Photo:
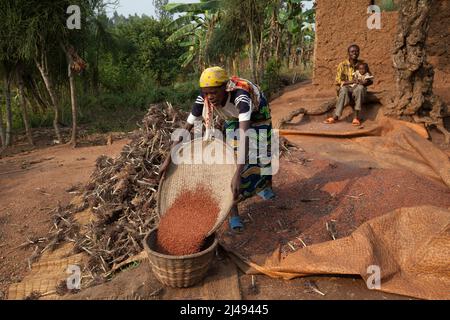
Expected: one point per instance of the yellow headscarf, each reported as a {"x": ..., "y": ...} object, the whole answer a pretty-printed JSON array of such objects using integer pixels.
[{"x": 213, "y": 77}]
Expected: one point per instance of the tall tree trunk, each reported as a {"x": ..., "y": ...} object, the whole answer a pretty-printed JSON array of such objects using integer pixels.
[
  {"x": 7, "y": 88},
  {"x": 51, "y": 91},
  {"x": 73, "y": 95},
  {"x": 414, "y": 99},
  {"x": 288, "y": 50},
  {"x": 2, "y": 127},
  {"x": 23, "y": 105},
  {"x": 252, "y": 53},
  {"x": 73, "y": 99}
]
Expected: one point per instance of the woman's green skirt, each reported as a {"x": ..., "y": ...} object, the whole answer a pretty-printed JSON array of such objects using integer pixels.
[{"x": 256, "y": 175}]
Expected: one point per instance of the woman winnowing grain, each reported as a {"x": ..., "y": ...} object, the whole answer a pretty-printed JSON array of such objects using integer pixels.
[{"x": 242, "y": 106}]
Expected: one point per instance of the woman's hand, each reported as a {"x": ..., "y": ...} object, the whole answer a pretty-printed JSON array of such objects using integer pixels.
[{"x": 236, "y": 185}]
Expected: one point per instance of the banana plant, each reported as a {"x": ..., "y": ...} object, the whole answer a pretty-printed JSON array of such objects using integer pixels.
[{"x": 194, "y": 28}]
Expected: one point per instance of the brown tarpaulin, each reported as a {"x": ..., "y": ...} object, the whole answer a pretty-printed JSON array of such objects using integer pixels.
[{"x": 410, "y": 245}]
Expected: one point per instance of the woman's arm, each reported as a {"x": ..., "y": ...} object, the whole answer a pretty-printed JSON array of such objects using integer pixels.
[{"x": 244, "y": 126}]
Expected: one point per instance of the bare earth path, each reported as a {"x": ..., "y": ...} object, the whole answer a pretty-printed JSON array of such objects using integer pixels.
[{"x": 31, "y": 184}]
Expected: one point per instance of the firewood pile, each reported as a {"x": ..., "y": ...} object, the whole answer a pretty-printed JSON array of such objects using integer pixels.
[{"x": 122, "y": 196}]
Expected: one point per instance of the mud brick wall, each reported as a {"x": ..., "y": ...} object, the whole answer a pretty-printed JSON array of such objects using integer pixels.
[
  {"x": 341, "y": 23},
  {"x": 438, "y": 43}
]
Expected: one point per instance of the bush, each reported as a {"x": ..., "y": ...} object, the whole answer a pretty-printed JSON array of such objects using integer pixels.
[{"x": 271, "y": 81}]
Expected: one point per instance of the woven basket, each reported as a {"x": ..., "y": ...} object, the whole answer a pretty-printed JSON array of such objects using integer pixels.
[
  {"x": 179, "y": 271},
  {"x": 186, "y": 271},
  {"x": 214, "y": 176}
]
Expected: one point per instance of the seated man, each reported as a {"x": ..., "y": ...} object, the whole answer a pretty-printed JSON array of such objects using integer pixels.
[{"x": 351, "y": 86}]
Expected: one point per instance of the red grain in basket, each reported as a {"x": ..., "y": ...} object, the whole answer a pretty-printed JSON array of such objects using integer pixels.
[{"x": 183, "y": 228}]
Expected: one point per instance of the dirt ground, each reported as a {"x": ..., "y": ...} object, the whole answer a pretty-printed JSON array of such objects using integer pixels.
[{"x": 32, "y": 183}]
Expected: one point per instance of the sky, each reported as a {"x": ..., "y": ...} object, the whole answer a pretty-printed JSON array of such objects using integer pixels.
[{"x": 130, "y": 7}]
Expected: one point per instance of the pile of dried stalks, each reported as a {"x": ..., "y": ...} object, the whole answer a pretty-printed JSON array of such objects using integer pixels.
[{"x": 122, "y": 196}]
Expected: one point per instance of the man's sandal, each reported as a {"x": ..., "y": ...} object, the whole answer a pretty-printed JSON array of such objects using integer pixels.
[
  {"x": 330, "y": 121},
  {"x": 236, "y": 224}
]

____

* _AIM OF THE TASK_: The required output is every line of the data above, set down exactly and stripped of pictures.

* _EXERCISE RESPONSE_:
Photo:
Expected: one point per instance of the yellow headscarf, each reported as a {"x": ..., "y": ...} object, the whole answer a pretty-printed JSON array of such objects using integer pixels.
[{"x": 213, "y": 77}]
Expected: one point per instance of the tall tree trunk, each reported as a {"x": ..., "y": ...} object, the whole answer a pretty-printed JSON array of such objects using integer pixels.
[
  {"x": 7, "y": 88},
  {"x": 51, "y": 91},
  {"x": 73, "y": 95},
  {"x": 414, "y": 99},
  {"x": 288, "y": 50},
  {"x": 2, "y": 127},
  {"x": 23, "y": 105},
  {"x": 252, "y": 53},
  {"x": 73, "y": 99}
]
Expected: one point per instance of the woman's green skirt, each reported as a {"x": ..., "y": ...} object, the whole answer a pretty-printed JSON array of such objects using integer pixels.
[{"x": 256, "y": 175}]
Expected: one point per instance of the woman winnowing grain, each reported as a {"x": ..., "y": ...} object, the whole answer a pretty-printed JSON array of such objects using integer pixels.
[{"x": 242, "y": 106}]
Expected: one point per instance of the woman's hand, each reported as a {"x": ..., "y": ...} object, the whole answer a pretty-printed JSON array of such objects using integer pixels.
[{"x": 236, "y": 185}]
Expected: one point per instance of the banana plant, each reported as a {"x": ..., "y": ...} object, the whole answer a pretty-printed JSON array of such objects using integer pixels.
[{"x": 194, "y": 28}]
Expected: one point per instance of the brown tarpaulin, each reported as a {"x": ..., "y": ...} object, the whole answer a pretty-printed JSON array of such objects using integer pixels.
[{"x": 410, "y": 245}]
Expected: one point per instance of the woman's arm, each reported as a {"x": ..., "y": ...} object, the whole answer a pretty-printed JSON array of such objects using integer pixels.
[{"x": 244, "y": 126}]
Expected: one point per instance of the bare earth path, each reported as a {"x": ..., "y": ...} object, the whole answer a pretty-printed JSON array of such objects using integer pixels.
[{"x": 31, "y": 184}]
Expected: one point per instance of the firewood pile, each reported as a {"x": ..., "y": ...} object, the whole answer a pretty-printed JSON array of such objects using integer pixels.
[{"x": 122, "y": 196}]
Expected: one point per instance of the mud brick wall, each reported as a {"x": ..., "y": ...} object, the whole answer a pretty-printed JSON array of such objects using integer pixels.
[
  {"x": 341, "y": 23},
  {"x": 438, "y": 43}
]
Expected: one point per instance of the bush, each reported as a {"x": ..., "y": ...} object, the whole answer a pretty-printed JSON array of such objects using integer pixels.
[{"x": 271, "y": 81}]
Expected: one point per instance of the woven basket, each reported as a {"x": ..., "y": ...} object, the whole answer a pretty-printed JSON array of such objects using integer pixels.
[
  {"x": 179, "y": 271},
  {"x": 186, "y": 271},
  {"x": 214, "y": 176}
]
Expected: one point per instance of the seated man, each reported as a {"x": ..., "y": ...} object, the whole answer a pretty-printed JSON array of such objects using integer pixels.
[{"x": 351, "y": 86}]
Expected: one point per instance of the red grain in basket, each reported as a {"x": ..., "y": ...} object, the whole answer a pretty-printed JSON array of such objects using integer pixels.
[{"x": 183, "y": 228}]
Expected: one point per instance of the dirt ground, each reported as a {"x": ..., "y": ...} object, the whole answer a pretty-printed JSON array of such objects using integer pixels.
[{"x": 32, "y": 183}]
Expected: one point per instance of the sky, each reported as a {"x": ..., "y": ...} object, the whole answer a pretty-printed JSON array of such objects using integer pixels.
[{"x": 130, "y": 7}]
Expected: one point per instance of the pile of dried stalks, each reported as a {"x": ..., "y": ...} object, the whole answer a pretty-printed JSON array of such objects using integer pixels.
[{"x": 122, "y": 196}]
Expected: one point per instance of the man's sandal, each reported as a {"x": ..., "y": ...} object, the whole answer a pretty-printed JSON array of such objects using integer pixels.
[
  {"x": 330, "y": 121},
  {"x": 236, "y": 224}
]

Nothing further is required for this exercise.